**Selected passage:**

— start —

Step 4. Config hyper parameters. In this step, we are configuring
parameter sets, which we will iteratively evaluate. For example, you can
create ``workflow/data/mnist.R`` as below.

::

    param.set <- makeParamSet(
      makeDiscreteParam("batch_size", values=c(32, 64, 128, 256, 512)),
      makeDiscreteParam("activation", values=c("relu", "sigmoid", "tanh")),
      makeDiscreteParam("optimizer", values=c("adam", "sgd", "rmsprop")),
      makeIntegerParam("epochs", lower=20, upper=20)
    )

This file should be located under your Supervisor installation. For this
tutorial, it is
``/home/hsyoo/candle_tutorial/Supervisor/workflows/mlrMBO/data``, but
again, this should reflect your environment.

In this example, we are varying four parameters: ``batch_size``,
``activation``, ``optimizer``, ``epochs``. For ``batch size``, we are
trying out 32, 64, 128, 256, and 512. For ``activation`` method, we are
exploring ``relu``, ``sigmoid``, and ``tanh``, and so on. Entire
parameter space will be 45 (5 x 3 x 3 x 1).

After creating this file, we need to point to this file in an
environment variable.

::

    $ export PARAM_SET_FILE=mnist.R

Step 5. Submit your job.

::

    $ ./test/test-1.sh mnist theta

The first argument is MODEL\_NAME. If the name is registered in
``test/cfg-prm-1.sh``, it will use the pre-configured parameter file.

— end —

**Exercise tasks:**
[1] Determine whether each statement below agrees with the hyperparameter tutorial passage. For each, answer yes or no and quote the deciding words of the passage. (a) The epochs parameter is allowed to range from 20 up to 50. (b) The full parameter space in the example contains 45 combinations. (c) The parameter file should be placed under the Supervisor installation.
[2] Proceed with the hyperparameter tutorial passage, starting after its final sentence.

**Data provided:**
— start —

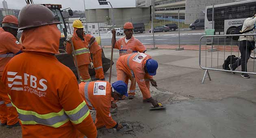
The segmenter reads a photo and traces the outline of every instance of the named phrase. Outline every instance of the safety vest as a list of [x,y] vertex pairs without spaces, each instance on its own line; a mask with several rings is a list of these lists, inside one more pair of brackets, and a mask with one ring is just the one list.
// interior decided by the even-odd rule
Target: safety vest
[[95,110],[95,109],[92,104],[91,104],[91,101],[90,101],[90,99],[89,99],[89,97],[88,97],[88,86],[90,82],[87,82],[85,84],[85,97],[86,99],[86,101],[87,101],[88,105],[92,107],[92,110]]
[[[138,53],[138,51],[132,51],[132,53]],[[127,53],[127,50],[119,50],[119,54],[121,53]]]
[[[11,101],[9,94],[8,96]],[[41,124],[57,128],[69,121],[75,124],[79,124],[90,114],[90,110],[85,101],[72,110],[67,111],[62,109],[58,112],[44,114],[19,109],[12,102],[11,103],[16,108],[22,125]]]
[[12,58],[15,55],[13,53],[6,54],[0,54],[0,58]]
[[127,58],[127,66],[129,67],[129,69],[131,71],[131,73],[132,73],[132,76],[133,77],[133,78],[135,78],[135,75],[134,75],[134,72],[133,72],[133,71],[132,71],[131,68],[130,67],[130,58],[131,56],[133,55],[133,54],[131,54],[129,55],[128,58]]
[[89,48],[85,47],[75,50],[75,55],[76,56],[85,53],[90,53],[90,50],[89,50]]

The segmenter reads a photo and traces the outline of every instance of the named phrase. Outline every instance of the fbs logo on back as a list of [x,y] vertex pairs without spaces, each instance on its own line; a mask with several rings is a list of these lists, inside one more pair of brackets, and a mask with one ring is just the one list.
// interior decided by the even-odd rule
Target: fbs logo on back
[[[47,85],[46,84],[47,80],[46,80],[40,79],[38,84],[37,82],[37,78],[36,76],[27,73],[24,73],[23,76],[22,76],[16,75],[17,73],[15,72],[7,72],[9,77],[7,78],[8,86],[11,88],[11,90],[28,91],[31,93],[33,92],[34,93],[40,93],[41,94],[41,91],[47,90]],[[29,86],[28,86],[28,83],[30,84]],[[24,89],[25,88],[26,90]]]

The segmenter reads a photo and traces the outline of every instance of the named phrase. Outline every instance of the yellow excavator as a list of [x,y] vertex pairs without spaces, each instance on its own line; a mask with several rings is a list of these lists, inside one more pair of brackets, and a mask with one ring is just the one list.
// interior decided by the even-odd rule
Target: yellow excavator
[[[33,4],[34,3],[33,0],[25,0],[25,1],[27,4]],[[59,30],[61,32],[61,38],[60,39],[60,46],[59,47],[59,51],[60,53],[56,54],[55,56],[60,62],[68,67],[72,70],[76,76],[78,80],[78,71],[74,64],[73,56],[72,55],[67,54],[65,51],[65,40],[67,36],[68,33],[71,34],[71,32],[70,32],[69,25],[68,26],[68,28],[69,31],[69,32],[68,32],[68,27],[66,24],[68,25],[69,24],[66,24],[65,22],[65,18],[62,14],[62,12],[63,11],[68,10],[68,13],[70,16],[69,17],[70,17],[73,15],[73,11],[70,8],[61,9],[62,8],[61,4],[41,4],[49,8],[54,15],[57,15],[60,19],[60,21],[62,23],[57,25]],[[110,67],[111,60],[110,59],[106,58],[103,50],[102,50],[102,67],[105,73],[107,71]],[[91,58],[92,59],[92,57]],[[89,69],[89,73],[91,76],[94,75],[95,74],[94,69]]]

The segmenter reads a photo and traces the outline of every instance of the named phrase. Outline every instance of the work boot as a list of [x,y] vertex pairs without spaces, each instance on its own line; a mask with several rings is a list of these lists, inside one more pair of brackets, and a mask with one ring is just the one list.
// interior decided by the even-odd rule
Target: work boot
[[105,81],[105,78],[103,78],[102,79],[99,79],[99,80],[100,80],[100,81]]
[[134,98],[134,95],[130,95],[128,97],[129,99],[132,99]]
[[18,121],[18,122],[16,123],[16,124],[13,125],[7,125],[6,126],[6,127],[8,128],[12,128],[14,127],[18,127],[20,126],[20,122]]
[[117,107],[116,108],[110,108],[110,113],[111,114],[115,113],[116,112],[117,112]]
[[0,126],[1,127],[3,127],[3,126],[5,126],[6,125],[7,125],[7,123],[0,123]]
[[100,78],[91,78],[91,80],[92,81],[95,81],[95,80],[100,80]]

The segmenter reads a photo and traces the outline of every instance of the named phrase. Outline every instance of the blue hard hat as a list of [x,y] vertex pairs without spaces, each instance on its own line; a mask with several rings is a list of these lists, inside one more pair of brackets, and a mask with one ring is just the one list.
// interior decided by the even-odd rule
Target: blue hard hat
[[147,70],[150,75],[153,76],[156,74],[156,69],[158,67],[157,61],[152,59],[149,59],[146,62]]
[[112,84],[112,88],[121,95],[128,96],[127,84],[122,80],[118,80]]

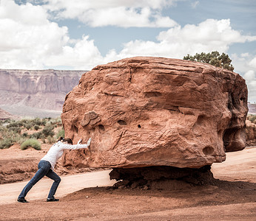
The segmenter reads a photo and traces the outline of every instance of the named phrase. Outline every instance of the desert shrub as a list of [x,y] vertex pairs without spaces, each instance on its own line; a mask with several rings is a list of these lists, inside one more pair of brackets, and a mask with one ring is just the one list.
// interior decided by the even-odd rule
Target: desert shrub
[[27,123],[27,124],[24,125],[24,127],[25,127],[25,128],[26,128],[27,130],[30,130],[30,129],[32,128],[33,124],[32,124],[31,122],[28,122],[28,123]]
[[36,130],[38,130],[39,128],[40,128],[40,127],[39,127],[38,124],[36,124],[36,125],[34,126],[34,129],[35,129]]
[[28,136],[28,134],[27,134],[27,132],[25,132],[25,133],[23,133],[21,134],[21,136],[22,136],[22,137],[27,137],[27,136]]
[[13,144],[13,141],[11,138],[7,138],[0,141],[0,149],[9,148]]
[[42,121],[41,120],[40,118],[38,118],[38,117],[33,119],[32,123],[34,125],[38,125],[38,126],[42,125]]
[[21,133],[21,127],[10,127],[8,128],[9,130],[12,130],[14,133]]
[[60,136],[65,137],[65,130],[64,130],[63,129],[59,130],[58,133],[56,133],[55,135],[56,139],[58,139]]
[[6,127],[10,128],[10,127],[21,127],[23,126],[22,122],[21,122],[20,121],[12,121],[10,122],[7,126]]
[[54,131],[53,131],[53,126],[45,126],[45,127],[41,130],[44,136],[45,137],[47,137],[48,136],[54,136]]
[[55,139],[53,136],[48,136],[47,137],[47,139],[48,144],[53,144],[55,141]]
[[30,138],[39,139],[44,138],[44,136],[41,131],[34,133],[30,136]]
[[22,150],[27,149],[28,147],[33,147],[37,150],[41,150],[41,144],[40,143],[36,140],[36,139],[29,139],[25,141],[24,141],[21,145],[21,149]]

— end —
— start —

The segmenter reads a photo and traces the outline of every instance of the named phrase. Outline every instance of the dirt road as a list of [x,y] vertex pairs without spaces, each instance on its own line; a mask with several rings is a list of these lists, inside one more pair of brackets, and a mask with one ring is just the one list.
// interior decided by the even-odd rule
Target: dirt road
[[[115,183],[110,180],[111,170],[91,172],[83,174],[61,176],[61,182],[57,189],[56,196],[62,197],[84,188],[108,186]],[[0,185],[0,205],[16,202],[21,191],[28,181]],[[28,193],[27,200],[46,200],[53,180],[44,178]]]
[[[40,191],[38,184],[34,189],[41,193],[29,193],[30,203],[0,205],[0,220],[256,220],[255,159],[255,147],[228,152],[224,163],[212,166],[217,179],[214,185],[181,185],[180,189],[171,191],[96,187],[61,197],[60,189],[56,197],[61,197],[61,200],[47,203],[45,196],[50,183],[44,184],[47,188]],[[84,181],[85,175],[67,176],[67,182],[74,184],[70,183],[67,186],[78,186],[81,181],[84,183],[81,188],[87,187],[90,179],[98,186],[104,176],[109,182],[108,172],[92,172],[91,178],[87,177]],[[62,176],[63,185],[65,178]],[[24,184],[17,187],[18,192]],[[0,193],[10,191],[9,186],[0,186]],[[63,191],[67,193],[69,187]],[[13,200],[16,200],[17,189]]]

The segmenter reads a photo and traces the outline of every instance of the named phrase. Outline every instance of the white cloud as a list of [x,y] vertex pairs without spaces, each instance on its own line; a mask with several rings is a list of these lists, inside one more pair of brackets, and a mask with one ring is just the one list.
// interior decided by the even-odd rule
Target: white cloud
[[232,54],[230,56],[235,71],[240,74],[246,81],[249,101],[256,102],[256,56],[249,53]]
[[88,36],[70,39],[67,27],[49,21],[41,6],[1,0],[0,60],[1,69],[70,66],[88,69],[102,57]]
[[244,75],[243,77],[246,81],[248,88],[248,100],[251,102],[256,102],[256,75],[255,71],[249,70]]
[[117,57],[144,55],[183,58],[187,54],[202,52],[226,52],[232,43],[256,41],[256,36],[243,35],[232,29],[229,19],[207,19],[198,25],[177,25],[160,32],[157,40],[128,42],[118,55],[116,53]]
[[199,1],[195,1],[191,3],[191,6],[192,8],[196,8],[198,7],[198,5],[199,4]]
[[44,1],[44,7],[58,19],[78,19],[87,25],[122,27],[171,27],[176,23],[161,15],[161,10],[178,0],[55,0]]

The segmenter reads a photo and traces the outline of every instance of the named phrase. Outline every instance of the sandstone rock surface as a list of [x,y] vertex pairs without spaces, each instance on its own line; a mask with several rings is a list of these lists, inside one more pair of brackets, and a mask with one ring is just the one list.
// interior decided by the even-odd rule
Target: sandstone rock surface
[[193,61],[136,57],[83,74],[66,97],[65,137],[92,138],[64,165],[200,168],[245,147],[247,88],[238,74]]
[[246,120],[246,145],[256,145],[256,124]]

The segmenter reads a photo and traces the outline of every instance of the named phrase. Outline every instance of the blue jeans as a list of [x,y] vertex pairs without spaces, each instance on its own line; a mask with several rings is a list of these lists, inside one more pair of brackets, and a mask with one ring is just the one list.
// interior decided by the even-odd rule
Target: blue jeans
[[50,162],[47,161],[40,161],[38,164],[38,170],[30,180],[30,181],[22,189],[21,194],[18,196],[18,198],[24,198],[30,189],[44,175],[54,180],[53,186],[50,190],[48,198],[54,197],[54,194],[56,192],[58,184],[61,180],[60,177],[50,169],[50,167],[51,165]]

— end —
— start —

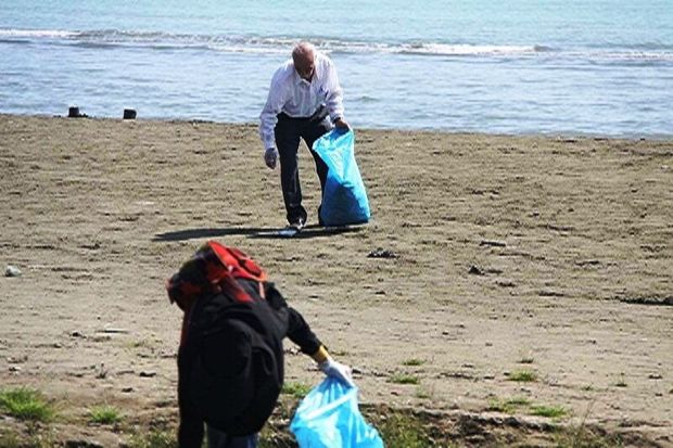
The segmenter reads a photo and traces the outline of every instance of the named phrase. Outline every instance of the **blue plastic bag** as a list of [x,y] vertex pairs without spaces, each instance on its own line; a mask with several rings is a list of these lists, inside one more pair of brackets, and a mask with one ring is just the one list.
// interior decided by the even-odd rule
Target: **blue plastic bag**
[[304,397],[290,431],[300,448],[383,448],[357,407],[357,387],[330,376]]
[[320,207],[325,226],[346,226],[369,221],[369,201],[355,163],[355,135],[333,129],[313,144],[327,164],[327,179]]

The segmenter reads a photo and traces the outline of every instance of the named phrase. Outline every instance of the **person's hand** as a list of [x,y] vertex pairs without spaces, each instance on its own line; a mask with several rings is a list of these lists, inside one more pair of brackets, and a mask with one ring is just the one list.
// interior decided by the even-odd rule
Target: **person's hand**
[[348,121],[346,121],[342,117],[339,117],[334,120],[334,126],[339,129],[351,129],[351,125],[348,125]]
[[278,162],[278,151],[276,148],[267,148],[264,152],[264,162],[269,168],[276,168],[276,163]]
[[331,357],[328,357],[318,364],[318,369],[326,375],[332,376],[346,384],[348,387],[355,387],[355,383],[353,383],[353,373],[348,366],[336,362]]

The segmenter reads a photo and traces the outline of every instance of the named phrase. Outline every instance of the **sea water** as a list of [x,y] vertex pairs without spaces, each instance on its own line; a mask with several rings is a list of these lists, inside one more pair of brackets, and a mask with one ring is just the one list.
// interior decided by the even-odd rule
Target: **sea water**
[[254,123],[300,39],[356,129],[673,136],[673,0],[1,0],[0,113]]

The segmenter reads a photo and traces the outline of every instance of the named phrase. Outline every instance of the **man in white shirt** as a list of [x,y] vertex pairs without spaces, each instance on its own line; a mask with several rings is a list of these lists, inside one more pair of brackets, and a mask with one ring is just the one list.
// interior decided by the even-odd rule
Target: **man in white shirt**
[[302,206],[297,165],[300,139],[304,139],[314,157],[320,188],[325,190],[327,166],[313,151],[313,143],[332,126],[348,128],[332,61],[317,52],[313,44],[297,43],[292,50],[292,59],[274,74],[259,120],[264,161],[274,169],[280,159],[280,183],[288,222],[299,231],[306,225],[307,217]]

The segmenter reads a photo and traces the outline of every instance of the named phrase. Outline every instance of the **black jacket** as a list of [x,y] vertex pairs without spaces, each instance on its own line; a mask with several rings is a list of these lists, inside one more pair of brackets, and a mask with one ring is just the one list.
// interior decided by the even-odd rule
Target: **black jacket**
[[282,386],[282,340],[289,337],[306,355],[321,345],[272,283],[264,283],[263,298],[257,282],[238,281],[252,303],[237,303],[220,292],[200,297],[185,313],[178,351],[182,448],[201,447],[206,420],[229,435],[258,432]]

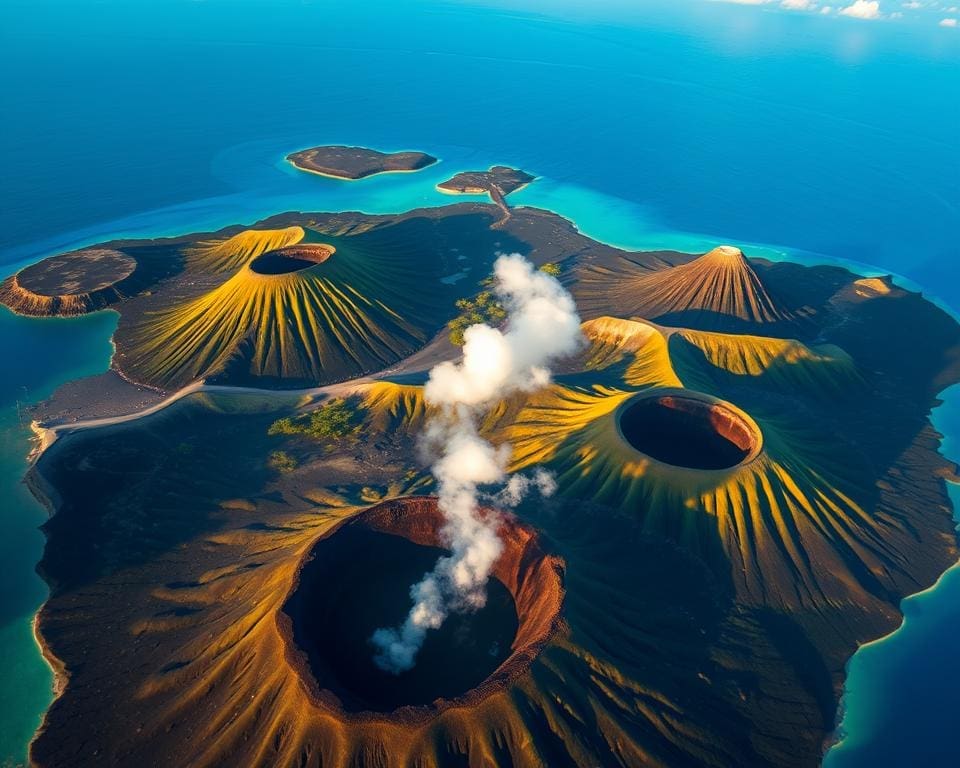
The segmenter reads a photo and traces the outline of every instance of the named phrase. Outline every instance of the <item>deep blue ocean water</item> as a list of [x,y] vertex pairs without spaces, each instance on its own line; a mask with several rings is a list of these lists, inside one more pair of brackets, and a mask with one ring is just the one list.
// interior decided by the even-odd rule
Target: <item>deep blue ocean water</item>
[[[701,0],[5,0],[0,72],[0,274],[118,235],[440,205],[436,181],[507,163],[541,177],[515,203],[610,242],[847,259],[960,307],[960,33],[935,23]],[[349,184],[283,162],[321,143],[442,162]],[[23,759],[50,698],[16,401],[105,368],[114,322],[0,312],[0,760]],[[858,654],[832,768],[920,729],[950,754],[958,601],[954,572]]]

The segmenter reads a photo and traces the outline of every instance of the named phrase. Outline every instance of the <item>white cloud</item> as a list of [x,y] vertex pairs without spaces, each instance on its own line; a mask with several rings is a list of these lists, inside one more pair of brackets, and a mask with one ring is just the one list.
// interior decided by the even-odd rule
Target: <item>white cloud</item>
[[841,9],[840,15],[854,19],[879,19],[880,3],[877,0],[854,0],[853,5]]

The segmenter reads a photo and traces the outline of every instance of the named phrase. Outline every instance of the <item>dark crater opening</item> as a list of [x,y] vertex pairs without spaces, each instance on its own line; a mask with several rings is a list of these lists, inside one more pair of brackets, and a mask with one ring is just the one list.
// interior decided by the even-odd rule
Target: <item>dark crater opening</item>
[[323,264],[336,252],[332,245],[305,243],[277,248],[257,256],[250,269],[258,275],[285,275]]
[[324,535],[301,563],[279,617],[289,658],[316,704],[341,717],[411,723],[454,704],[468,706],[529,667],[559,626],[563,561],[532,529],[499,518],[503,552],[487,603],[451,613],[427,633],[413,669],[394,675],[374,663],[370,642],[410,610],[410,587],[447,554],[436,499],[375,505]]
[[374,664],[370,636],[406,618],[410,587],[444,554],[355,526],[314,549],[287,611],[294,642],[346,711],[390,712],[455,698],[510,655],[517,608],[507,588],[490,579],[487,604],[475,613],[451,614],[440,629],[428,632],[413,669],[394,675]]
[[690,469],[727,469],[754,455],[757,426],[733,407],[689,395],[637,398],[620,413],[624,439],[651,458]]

— end —

**The results:**
[1]
(a) No: "makeIntegerParam("epochs", lower=20, upper=20)"
(b) Yes: "Entire parameter space will be 45 (5 x 3 x 3 x 1)."
(c) Yes: "This file should be located under your Supervisor installation."

[2]
Otherwise, CANDLE will use ``PARAM_SET_FILE`` we configured in step 4.

You can specify the HPO search strategy. As you can see in
``test/cfg-prm-1.sh``, you are able to config ``PROPOSE_POINTS``,
``MAX_CONCURRENT_EVALUATIONS``, ``MAX_ITERATIONS``, ``MAX_BUDGE``,
``DESIGN_SIZE``.

-  ``DESIGN_SIZE`` is a number of parameter sets that will evaluate at
   the beginning of HPO search. In this example, CANDLE will select
   random 10 parameter sets out of 45 (see Step 4, for break downs).

-  ``MAX_ITERATIONS`` is a number of iterations.

-  ``PROPOSE_POINTS`` is a number of parameter sets that CANDLE will
   evaluate in each iteration. So, if ``MAX_ITERATION=3`` and
   ``PROPOSE_POINTS=5``, CANDLE will be ended up evaluating 25 params
   (10 + 3 x 5).

-  ``MAX_BUDGET`` should be greater than total evaluations. In this
   example, 45.